## begin Document section

Superstar, according to Merriam-Webster Online:
* Function: noun * Date: 1924
1 : a star (as in sports or the movies) who is considered extremely talented, has great public appeal, and can usually command a high salary 2 : one that is very prominent or is a prime attraction
When the Dany Heatley trade to San Jose was finally completed over the weekend, a number of sports news services identified Heatley as being a superstar.
A superstar? Really? Sure, only two other NHL players have scored more goals since the lockout than Heatley, but does he meet all the qualifications required in order to wear the superstar crown?
From my vantage point, a superstar in any milieu transcends their surroundings. In other words, even your dear Aunt Gertie that doesn’t like sports knows who, say, Alexander Ovechkin is, and probably has an opinion about him. Don’t get her going on the hot stick celebration.
Following that line of thinking, I propose that there are currently only two NHL players that are bigger than the sport.
Alexander Ovechkin and Sidney Crosby. The ying and the yang. The Beatles and the Stones. Mario Lemieux and Wayne Gretzky.
Evgeni Malkin should be considered, if only because his on-ice talents are so immense, and only getting stronger, but I haven’t seen any tangible evidence that supports his inclusion into the select club of superstars. If on-ice talent were the only yardstick being applied, then Pavel Datsyuk or Ilya Kovalchuk, and maybe Dany Heatley, would have to be included.
Where these gentlemen fall short for serious consideration of being called a superstar is this section of the definition:
has great public appeal
Keep-in-mind every individual franchise has a player or two that is held very close to the bosom of the local fanbase, and as such, their respective values are usually inflated. For instance, Rick Nash of the Columbus Blue Jackets can be one of the most exciting players in the league today. His YouTube-ready goals, where he dekes through half the team, and some of the guys up in the press box, are a beauty to behold, and understandably, the faithful in Ohio would clamour that Nash is a superstar.
The argument is all context. Within the world of the Blue Jackets, Nash is the face of the franchise, thus he is a superstar. Within the expanded world of the National Hockey League, Nash is one of the young stars that make the game so exciting to watch. You could make a credible argument that Nash is an NHL superstar.

## end Document section
## begin Provided records

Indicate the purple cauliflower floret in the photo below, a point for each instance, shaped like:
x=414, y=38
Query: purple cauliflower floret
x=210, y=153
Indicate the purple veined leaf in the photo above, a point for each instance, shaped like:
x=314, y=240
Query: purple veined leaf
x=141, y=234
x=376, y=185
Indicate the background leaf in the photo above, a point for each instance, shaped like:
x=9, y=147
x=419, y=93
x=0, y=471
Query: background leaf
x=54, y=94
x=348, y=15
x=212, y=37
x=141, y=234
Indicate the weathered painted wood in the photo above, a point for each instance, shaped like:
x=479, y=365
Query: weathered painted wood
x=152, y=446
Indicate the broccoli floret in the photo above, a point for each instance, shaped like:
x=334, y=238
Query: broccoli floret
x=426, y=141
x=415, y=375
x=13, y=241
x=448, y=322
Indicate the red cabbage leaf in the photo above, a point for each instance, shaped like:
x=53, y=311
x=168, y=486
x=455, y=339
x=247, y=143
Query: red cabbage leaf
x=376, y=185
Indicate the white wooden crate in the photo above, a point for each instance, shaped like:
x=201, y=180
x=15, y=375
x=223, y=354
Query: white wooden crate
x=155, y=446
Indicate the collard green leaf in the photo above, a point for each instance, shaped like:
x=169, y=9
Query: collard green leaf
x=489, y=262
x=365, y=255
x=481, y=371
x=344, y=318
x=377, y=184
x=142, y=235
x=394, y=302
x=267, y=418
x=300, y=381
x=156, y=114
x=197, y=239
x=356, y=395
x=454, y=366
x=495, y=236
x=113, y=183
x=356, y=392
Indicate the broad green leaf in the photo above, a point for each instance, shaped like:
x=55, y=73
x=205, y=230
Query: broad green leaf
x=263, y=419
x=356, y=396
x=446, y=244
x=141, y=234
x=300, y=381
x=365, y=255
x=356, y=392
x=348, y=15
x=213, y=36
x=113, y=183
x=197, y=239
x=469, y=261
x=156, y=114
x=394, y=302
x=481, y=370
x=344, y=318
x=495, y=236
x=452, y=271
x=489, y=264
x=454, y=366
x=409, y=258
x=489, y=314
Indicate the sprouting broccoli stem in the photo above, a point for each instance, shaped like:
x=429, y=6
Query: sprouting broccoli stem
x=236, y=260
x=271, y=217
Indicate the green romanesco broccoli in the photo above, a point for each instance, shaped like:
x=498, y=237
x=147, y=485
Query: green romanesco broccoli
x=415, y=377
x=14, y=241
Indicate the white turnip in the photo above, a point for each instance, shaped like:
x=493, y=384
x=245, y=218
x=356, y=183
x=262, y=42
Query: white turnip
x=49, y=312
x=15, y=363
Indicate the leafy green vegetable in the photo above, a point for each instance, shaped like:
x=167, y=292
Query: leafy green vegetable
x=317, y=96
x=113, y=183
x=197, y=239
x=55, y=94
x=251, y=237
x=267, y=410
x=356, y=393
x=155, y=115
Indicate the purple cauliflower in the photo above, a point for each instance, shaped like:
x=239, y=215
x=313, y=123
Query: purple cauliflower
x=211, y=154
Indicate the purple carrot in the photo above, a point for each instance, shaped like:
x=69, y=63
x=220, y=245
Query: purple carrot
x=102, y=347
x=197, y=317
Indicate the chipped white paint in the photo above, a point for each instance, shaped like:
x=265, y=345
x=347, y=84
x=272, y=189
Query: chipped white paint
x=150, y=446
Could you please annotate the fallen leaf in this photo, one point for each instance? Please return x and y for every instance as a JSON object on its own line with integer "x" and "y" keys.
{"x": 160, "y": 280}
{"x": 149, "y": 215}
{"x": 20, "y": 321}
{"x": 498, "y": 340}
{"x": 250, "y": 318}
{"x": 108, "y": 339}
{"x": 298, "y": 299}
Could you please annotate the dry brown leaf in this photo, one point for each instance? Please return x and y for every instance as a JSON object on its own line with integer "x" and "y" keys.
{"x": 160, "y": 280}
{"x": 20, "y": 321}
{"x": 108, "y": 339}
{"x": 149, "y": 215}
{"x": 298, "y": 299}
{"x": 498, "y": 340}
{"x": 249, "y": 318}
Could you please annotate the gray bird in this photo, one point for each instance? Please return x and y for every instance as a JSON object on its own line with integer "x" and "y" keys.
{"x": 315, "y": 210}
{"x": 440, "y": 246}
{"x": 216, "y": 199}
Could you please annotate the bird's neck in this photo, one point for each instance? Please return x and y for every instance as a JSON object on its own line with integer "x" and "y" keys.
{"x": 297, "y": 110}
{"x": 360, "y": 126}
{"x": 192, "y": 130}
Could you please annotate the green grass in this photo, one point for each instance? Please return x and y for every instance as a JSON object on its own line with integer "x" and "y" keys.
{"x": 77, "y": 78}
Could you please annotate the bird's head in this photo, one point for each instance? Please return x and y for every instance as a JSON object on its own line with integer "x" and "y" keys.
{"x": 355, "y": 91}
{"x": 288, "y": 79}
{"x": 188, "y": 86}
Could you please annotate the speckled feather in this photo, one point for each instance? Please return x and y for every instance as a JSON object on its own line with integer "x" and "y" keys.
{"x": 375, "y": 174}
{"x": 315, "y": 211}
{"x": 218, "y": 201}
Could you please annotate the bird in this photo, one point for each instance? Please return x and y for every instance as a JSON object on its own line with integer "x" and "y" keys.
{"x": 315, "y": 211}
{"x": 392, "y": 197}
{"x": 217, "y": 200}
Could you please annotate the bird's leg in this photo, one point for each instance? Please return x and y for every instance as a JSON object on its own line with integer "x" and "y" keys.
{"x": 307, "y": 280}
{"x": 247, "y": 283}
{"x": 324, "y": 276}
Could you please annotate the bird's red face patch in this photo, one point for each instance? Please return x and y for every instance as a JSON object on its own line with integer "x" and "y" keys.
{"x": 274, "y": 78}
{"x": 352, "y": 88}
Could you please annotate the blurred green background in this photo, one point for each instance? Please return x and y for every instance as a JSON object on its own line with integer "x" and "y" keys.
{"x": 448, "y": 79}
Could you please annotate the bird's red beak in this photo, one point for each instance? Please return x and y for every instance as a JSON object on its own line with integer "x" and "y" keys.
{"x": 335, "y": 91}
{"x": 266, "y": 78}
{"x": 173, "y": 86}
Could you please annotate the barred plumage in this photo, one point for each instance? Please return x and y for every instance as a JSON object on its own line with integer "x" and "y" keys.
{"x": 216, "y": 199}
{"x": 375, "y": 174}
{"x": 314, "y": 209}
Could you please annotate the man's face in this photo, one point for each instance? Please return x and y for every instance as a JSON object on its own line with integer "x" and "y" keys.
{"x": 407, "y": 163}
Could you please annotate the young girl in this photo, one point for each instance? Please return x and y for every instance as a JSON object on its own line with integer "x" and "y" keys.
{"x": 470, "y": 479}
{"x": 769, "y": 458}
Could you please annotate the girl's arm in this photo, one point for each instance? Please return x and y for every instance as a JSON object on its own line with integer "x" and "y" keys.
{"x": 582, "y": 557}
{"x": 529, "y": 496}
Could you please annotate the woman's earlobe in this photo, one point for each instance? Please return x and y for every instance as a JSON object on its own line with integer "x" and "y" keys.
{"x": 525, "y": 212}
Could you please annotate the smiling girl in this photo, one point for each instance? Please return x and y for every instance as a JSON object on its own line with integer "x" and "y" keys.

## end Provided records

Written tasks —
A. According to the hockey article, which two NHL players are currently bigger than the sport?
B. List every player named in the hockey article's paragraph that begins "Evgeni Malkin should be considered".
None of the tasks require the items.

Task responses —
A. Alexander Ovechkin and Sidney Crosby.

B. Evgeni Malkin, Pavel Datsyuk, Ilya Kovalchuk, Dany Heatley